## OBJECTIVE A
For each statement about the virtue-and-wealth thread, answer yes or no and quote the words that decide it. (i) A free market society that encourages men like Jobs is said to produce enough wealth for everyone. (ii) Measuring "improved" in physical wealth and production terms is called the fairest approach. (iii) The Teresa-and-Jobs comparison is described as a reply to an implication that people who become wealthy are selfish.
## OBJECTIVE B
In the virtue-and-wealth thread, what two ways of benefitting others does the writer say were fairly compared?

— Start PAGE EXTRACT —

Ask yourself: who's better off, someone in a culture that values charity, mercy and the law, or Rich Tin Pot Dictator of Oilistan the Third?
I reject your silly false choice.
I didn't offer a choice, I offered examples of the two extremes; extreme physical well-being without moral wellbeing, vs a culture that has moral well-being. Left unsaid is that in one with moral well being, you can expect to be able to keep what you earn, even if you're not strong, and be helped if disaster happens.
It is funny that you jumped to the conclusion that I was offering a false choice, though, since that is what your Gates-or-Teresa choice was. Even framed as a comparison, it's unfair-- you compare the effect of Gates and everyone he hired or inspired to work to the living labors of Blessed Teresa as a single person.
Nov '11
Re: Does Virtue Make You Rich?
Foxfier
Astonishing
I reject your silly false choice.
I didn't offer a choice, I offered examples of the two extremes; . . .
your Gates-or-Teresa choice . . . Even framed as a comparison, it's unfair-- you compare the effect of Gatesand everyone he hired or inspired to work to the living labors of Blessed Teresa as a single person.
I fairly compared the extremes of two possible ways of benefitting others: productive paid work versus charity work. You responded with the inapt silly false choice of Teresa versus dictator.
A free market society that encourages the development of men like Jobs generates sufficient wealth for everyone so there is no need of a Teresa to go around "pulling [the] dying out of the gutter, cleaning them," whereas an army of Teresas, no matter how blessed, will be insufficient to ameliorate the misery that otherwise exists.
Whence the soap Teresa used to clean the dying? Better from a soap factory with efficient computer-managed production processes? Or by handmaking? Or by miracle? (And whence the money to buy it?)
Edited on October 3, 2012 at 4:20amNov '11
Re: Does Virtue Make You Rich?
Foxfier
Astonishing
How many people's lives have been improved by Steve Jobs's contributions to the world? How many people are incredibly more productive because of him?
Now ask the same questions about Mother Teresa!
Framing "improved" in physical wealth and production terms is needlessly limited and even kind of silly.
Ask yourself: who's better off, someone in a culture that values charity, mercy and the law, or Rich Tin Pot Dictator of Oilistan the Third? ·
On futher consideration, I believe the proper and more succinct response to your false choice is: What the heck does the Dictaror of Oilistan have to do with it and why are you trying to drag him into the argument?
My comparison of Teresa and Jobs was meant to respond to an implication that people who concentrate on rumunerative efforts and become wealthy are selfish.

— End PAGE EXTRACT —
— Start ENTRIES SHOWN —

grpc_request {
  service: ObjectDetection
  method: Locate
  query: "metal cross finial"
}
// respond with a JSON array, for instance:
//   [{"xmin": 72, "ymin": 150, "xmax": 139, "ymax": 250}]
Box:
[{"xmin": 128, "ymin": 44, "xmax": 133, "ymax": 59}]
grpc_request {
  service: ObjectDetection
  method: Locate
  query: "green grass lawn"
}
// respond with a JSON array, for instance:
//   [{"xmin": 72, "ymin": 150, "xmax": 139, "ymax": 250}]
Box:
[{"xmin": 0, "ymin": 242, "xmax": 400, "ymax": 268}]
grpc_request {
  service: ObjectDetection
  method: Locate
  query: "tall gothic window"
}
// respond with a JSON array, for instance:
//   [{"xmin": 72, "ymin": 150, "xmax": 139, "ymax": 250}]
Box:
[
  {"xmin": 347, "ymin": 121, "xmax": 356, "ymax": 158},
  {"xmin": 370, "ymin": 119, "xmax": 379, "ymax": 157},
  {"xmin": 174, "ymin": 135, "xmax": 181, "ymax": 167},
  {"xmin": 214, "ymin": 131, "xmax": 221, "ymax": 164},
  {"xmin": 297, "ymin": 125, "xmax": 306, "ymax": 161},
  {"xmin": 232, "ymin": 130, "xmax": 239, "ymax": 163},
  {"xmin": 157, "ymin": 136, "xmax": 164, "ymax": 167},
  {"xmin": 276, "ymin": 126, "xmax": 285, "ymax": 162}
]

— End ENTRIES SHOWN —

## CORRECT RESPONSE A
(i) Yes: "generates sufficient wealth for everyone"
(ii) No: "needlessly limited and even kind of silly"
(iii) Yes: "meant to respond to an implication that people who concentrate on rumunerative efforts and become wealthy are selfish"

## CORRECT RESPONSE B
Productive paid work versus charity work.